What to work on —
Below are some records: retype them all exactly, but not the pictures.

Data for review Start Marker

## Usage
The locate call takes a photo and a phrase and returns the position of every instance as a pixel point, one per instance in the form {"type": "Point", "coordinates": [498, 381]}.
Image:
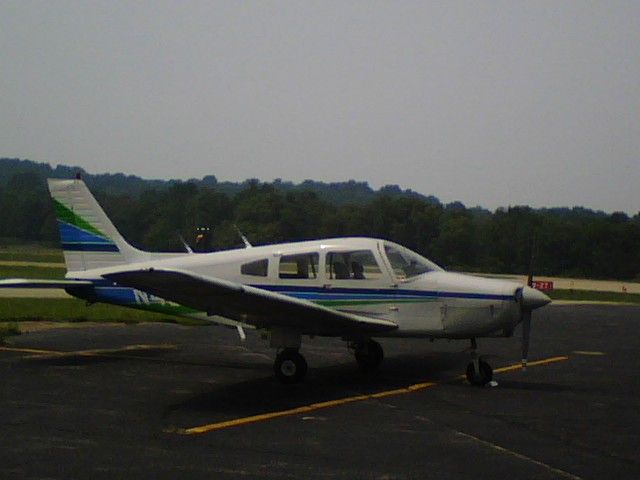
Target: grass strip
{"type": "Point", "coordinates": [75, 310]}
{"type": "Point", "coordinates": [13, 271]}
{"type": "Point", "coordinates": [594, 296]}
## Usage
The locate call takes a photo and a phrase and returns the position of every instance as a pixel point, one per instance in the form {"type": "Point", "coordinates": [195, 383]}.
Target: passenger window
{"type": "Point", "coordinates": [303, 265]}
{"type": "Point", "coordinates": [354, 265]}
{"type": "Point", "coordinates": [259, 268]}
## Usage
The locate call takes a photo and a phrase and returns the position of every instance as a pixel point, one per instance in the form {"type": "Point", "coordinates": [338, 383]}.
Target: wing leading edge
{"type": "Point", "coordinates": [251, 305]}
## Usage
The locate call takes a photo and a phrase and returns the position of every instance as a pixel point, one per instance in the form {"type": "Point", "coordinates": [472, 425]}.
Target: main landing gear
{"type": "Point", "coordinates": [479, 372]}
{"type": "Point", "coordinates": [289, 366]}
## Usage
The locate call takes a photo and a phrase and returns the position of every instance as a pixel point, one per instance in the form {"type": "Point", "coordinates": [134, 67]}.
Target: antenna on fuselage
{"type": "Point", "coordinates": [246, 242]}
{"type": "Point", "coordinates": [186, 245]}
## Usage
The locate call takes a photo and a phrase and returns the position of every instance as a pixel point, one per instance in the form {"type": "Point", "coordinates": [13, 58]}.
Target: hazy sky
{"type": "Point", "coordinates": [491, 103]}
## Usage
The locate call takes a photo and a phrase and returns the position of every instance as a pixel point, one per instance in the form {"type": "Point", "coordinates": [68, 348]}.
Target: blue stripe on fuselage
{"type": "Point", "coordinates": [108, 293]}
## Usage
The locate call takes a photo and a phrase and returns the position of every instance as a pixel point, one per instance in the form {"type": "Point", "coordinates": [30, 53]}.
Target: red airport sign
{"type": "Point", "coordinates": [544, 286]}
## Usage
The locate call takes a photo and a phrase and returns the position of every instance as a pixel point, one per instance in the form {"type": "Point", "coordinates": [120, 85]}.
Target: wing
{"type": "Point", "coordinates": [251, 305]}
{"type": "Point", "coordinates": [36, 283]}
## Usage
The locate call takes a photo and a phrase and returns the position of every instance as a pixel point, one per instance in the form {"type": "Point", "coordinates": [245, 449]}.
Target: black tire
{"type": "Point", "coordinates": [481, 378]}
{"type": "Point", "coordinates": [290, 367]}
{"type": "Point", "coordinates": [369, 355]}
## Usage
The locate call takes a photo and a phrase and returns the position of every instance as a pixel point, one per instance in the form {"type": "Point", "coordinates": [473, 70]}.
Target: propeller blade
{"type": "Point", "coordinates": [526, 331]}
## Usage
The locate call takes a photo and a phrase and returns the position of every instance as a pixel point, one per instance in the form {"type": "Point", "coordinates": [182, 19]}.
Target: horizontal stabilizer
{"type": "Point", "coordinates": [246, 304]}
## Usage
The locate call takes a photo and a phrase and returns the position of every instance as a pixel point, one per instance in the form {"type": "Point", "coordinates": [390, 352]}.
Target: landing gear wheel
{"type": "Point", "coordinates": [369, 355]}
{"type": "Point", "coordinates": [289, 366]}
{"type": "Point", "coordinates": [482, 377]}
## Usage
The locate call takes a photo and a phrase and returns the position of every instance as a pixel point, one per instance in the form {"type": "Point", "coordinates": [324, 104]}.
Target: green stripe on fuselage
{"type": "Point", "coordinates": [66, 215]}
{"type": "Point", "coordinates": [337, 303]}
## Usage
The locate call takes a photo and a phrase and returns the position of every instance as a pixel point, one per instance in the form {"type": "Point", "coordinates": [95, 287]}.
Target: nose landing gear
{"type": "Point", "coordinates": [479, 372]}
{"type": "Point", "coordinates": [369, 354]}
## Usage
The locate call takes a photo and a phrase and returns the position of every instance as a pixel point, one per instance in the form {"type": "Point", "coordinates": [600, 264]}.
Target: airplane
{"type": "Point", "coordinates": [356, 289]}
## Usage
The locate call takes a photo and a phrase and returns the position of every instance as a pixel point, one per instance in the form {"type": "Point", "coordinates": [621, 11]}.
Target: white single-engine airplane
{"type": "Point", "coordinates": [353, 288]}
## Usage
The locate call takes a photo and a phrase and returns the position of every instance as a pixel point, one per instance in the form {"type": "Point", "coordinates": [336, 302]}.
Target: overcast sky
{"type": "Point", "coordinates": [492, 104]}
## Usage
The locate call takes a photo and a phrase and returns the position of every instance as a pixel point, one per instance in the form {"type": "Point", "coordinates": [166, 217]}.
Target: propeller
{"type": "Point", "coordinates": [526, 331]}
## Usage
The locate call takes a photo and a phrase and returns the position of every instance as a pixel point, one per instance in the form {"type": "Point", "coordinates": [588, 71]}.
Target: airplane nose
{"type": "Point", "coordinates": [532, 298]}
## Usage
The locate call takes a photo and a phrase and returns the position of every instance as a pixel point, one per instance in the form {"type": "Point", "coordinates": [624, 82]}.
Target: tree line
{"type": "Point", "coordinates": [155, 215]}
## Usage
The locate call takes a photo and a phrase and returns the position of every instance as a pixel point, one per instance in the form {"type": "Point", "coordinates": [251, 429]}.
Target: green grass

Data for review End Marker

Reply —
## Usage
The locate call takes a photo and a phrase and returns the position of every instance as a pixel point, one per instance in the form {"type": "Point", "coordinates": [498, 381]}.
Image:
Target: grass strip
{"type": "Point", "coordinates": [75, 310]}
{"type": "Point", "coordinates": [13, 271]}
{"type": "Point", "coordinates": [594, 296]}
## Usage
The locate call takes a photo and a phrase and returns the position of every instance as a pixel point, one per instance in the form {"type": "Point", "coordinates": [195, 383]}.
Target: passenger window
{"type": "Point", "coordinates": [303, 265]}
{"type": "Point", "coordinates": [354, 265]}
{"type": "Point", "coordinates": [259, 268]}
## Usage
The locate call takes a photo and a phrase and returns the position of every instance as a pixel point, one per instance in the form {"type": "Point", "coordinates": [338, 383]}.
Target: wing leading edge
{"type": "Point", "coordinates": [251, 305]}
## Usage
The locate call takes a photo and a phrase and returns the position of every instance as a pixel point, one per instance in the form {"type": "Point", "coordinates": [472, 425]}.
Target: main landing gear
{"type": "Point", "coordinates": [479, 372]}
{"type": "Point", "coordinates": [289, 366]}
## Usage
The locate call takes a photo and a phrase and returns the position of every instance as a pixel point, one per instance in the form {"type": "Point", "coordinates": [134, 67]}.
Target: antenna on fuselage
{"type": "Point", "coordinates": [246, 242]}
{"type": "Point", "coordinates": [186, 245]}
## Usage
The locate call takes a photo and a phrase and returns the position of every instance as a pixel point, one per instance in the form {"type": "Point", "coordinates": [13, 58]}.
Target: hazy sky
{"type": "Point", "coordinates": [491, 103]}
## Usage
The locate call takes a photo and a phrase and returns the position of every instance as a pixel point, one per instance in the form {"type": "Point", "coordinates": [68, 348]}.
Target: blue stripe on fuselage
{"type": "Point", "coordinates": [108, 293]}
## Usage
The locate call takes a photo and a phrase and returns the position of every instance as a pixel point, one per instance in the form {"type": "Point", "coordinates": [30, 53]}.
Target: red airport sign
{"type": "Point", "coordinates": [544, 286]}
## Usage
The locate call takes a photo and a phrase and returns the position of every instance as a pixel point, one per instance in the form {"type": "Point", "coordinates": [120, 85]}.
Target: wing
{"type": "Point", "coordinates": [251, 305]}
{"type": "Point", "coordinates": [36, 283]}
## Usage
The locate call takes a photo and a phrase and returns the position of every instance as a pixel point, one per instance in the form {"type": "Point", "coordinates": [245, 449]}.
Target: black tire
{"type": "Point", "coordinates": [481, 378]}
{"type": "Point", "coordinates": [290, 367]}
{"type": "Point", "coordinates": [369, 355]}
## Usage
The locate call takes a photo and a phrase and returns the position of every instance as a pixel point, one per instance in the form {"type": "Point", "coordinates": [473, 70]}.
Target: propeller blade
{"type": "Point", "coordinates": [526, 331]}
## Usage
The locate call takes a photo and a phrase and returns the position of every instance as a pixel point, one per instance in the form {"type": "Point", "coordinates": [182, 19]}.
Target: horizontal stabilizer
{"type": "Point", "coordinates": [246, 304]}
## Usage
The locate call takes a photo and a phrase and returns the position of every instance as a pixel point, one per instance in the form {"type": "Point", "coordinates": [390, 352]}.
Target: landing gear wheel
{"type": "Point", "coordinates": [369, 355]}
{"type": "Point", "coordinates": [289, 366]}
{"type": "Point", "coordinates": [482, 377]}
## Usage
The locate call takes a photo and a phrase and returns the position of every instance as a pixel point, one per instance in the form {"type": "Point", "coordinates": [324, 104]}.
Target: green stripe on fuselage
{"type": "Point", "coordinates": [66, 215]}
{"type": "Point", "coordinates": [337, 303]}
## Usage
The locate call takes a photo and a phrase and returns the position of every instance as a pixel point, one per instance in the form {"type": "Point", "coordinates": [95, 287]}.
Target: nose landing gear
{"type": "Point", "coordinates": [479, 372]}
{"type": "Point", "coordinates": [369, 354]}
## Usage
The locate call takes a photo and a phrase and returns the position of every instance as a pixel point, one per instance in the form {"type": "Point", "coordinates": [600, 264]}.
Target: airplane
{"type": "Point", "coordinates": [356, 289]}
## Usage
The locate call takes a photo and a phrase and returns the position of every instance as a pixel point, one per instance in the form {"type": "Point", "coordinates": [621, 11]}.
Target: white single-engine airplane
{"type": "Point", "coordinates": [353, 288]}
## Usage
The locate call takes a photo and a phrase and returns the position of every instance as a pixel point, one per instance in the form {"type": "Point", "coordinates": [336, 302]}.
Target: overcast sky
{"type": "Point", "coordinates": [492, 104]}
## Usage
The locate call takes a photo and a phrase and returns the position of every instance as a pixel point, one per instance in the form {"type": "Point", "coordinates": [166, 217]}.
Target: propeller
{"type": "Point", "coordinates": [526, 331]}
## Usage
The locate call takes a photo and a phrase and returns the position of every instance as a pixel point, one per instance in the form {"type": "Point", "coordinates": [588, 71]}.
Target: airplane nose
{"type": "Point", "coordinates": [532, 298]}
## Usage
The locate call takes a photo and a phrase and returns the position of every instance as a pixel point, one per instance in the form {"type": "Point", "coordinates": [624, 82]}.
Target: tree line
{"type": "Point", "coordinates": [155, 215]}
## Usage
The locate call takes a photo and a phrase and returns the position of every instance as a pixel point, one per instance in the form {"type": "Point", "coordinates": [251, 429]}.
Target: green grass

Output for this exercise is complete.